Copy the records below exactly as they are written.
======== Provided data ========
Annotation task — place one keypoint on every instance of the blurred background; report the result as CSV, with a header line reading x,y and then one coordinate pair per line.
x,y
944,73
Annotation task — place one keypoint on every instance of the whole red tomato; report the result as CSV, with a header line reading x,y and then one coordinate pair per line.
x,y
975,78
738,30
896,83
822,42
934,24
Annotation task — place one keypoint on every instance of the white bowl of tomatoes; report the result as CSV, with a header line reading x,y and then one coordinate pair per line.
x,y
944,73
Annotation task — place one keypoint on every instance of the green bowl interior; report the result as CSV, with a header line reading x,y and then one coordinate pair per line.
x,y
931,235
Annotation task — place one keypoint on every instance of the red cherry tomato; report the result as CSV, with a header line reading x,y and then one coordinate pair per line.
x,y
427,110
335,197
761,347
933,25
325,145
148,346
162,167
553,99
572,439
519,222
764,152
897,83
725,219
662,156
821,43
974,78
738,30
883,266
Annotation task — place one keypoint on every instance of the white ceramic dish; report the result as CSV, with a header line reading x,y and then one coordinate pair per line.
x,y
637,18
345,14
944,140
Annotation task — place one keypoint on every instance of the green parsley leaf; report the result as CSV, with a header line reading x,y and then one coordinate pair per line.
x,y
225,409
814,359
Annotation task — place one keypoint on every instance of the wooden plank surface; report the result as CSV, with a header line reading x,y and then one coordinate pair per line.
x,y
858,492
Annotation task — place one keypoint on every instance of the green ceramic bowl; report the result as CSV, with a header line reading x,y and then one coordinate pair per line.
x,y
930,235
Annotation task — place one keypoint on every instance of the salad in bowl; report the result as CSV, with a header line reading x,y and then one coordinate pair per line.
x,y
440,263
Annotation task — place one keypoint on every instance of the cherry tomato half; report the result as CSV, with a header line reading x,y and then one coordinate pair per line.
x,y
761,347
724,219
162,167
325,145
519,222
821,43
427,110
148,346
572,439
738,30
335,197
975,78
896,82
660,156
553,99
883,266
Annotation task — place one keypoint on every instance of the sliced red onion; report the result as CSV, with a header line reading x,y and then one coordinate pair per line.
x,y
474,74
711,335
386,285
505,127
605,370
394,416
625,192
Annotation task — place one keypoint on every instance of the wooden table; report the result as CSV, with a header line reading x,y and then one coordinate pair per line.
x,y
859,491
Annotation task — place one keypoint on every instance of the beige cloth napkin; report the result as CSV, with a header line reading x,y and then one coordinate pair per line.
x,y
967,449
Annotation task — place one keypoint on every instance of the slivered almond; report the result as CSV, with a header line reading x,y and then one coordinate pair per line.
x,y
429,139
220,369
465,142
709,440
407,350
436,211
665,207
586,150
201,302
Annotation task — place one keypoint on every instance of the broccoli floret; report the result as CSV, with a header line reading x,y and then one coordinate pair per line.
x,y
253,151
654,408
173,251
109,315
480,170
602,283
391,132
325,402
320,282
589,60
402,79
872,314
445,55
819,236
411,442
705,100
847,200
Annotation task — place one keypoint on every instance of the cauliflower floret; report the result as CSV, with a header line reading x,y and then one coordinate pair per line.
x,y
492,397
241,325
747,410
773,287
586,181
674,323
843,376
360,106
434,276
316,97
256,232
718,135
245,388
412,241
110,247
========
▶ [Your solution]
Annotation task — place one keypoint on every instance of the blurred background; report the result as CSV, with a header line reading x,y and then one coordinate pair per line.
x,y
944,73
Annotation task — place one keypoint on every instance of the whole red tomato; report the result as CSV, with a header line reading x,y and then one coordinate pair per line.
x,y
975,78
738,30
896,83
822,42
934,24
Annotation task — place one keypoint on every instance of the white bowl of tomatoes; report the result as CSV, with a header line reading x,y and then one coordinate pair per line.
x,y
944,73
Annotation task — place one keypoint on every instance of the green bowl interior; report the result as CSV, with a header line reading x,y and then one coordinate pair per line.
x,y
931,235
Annotation task — place one keypoint on every instance of the red cherry tomato; report the result as CSV, with a header line reading x,y and then one coordinate pair per line.
x,y
427,110
335,197
761,347
933,25
325,145
148,346
162,167
553,99
572,439
519,222
764,152
897,83
725,219
662,156
821,43
974,78
738,30
883,266
Annotation task — place one keypoint on every instance of the white ceramic dish; report the result as CSV, with a header line reading x,y and then one coordinate pair per line.
x,y
637,18
345,14
944,140
Annotation task — place one keypoint on every instance of the green parsley leaf; report the result as CSV, with a header line reading x,y and then one coordinate pair per line.
x,y
225,409
814,359
Annotation task — place one keypoint on every instance of the wooden plank surface; report the result as CSV, with a header line reading x,y and then one coordinate pair per line.
x,y
858,492
Annotation task — place one keypoint on every instance of the green ceramic bowl; report the result as CSV, with a header line reading x,y and then one coordinate pair per line.
x,y
930,235
Annotation task — place one keypoint on every instance of the salad in bowl; report the result as CSV, with a header line reading x,y and then one coordinate pair per line.
x,y
440,263
Annotation task — place one keypoint on every instance of the cherry tomato half; report the result as CSV, with a header line reading x,y and then one coordinate pair per line.
x,y
761,347
724,219
162,167
325,145
519,222
821,43
427,110
148,346
572,439
738,30
335,197
975,78
896,82
660,156
553,99
883,266
Annotation task — place one keypoint on every instance of the sliced red onion; report the result as CSV, with a header line reading x,y and then one coordinate pair per line.
x,y
474,74
711,335
386,285
505,127
605,370
394,416
625,192
Annotation task — place one keypoint on every instance of the wooden table; report the result as CSV, with a header line reading x,y and then one coordinate pair per line.
x,y
859,491
Annotation task — place one keypoint on every instance of the beige cloth napkin; report the result as CSV, with a header line reading x,y and then one coordinate pair per line.
x,y
967,449
Annotation task — place one keypoint on every instance of the slivered almond; report the result as CSV, with a header line reading x,y and then one coordinate pair per line.
x,y
429,139
220,369
465,142
709,440
407,350
436,211
665,207
586,150
201,302
Annotation task — place one keypoint on every instance of the broccoli floret; report the result as CSV, with a header line reading x,y and then one coordinate pair per line.
x,y
253,151
654,408
173,251
109,315
480,170
602,283
391,132
325,402
320,282
589,60
402,79
872,314
445,55
819,236
411,442
705,100
847,200
Annotation task — place one keypoint on every instance of the cauliflower floret; report the result as CSV, with a header line reading x,y and then one coordinate pair per line.
x,y
492,397
241,325
747,410
773,287
586,181
674,323
843,376
360,106
434,276
316,97
256,232
718,135
245,388
412,241
110,247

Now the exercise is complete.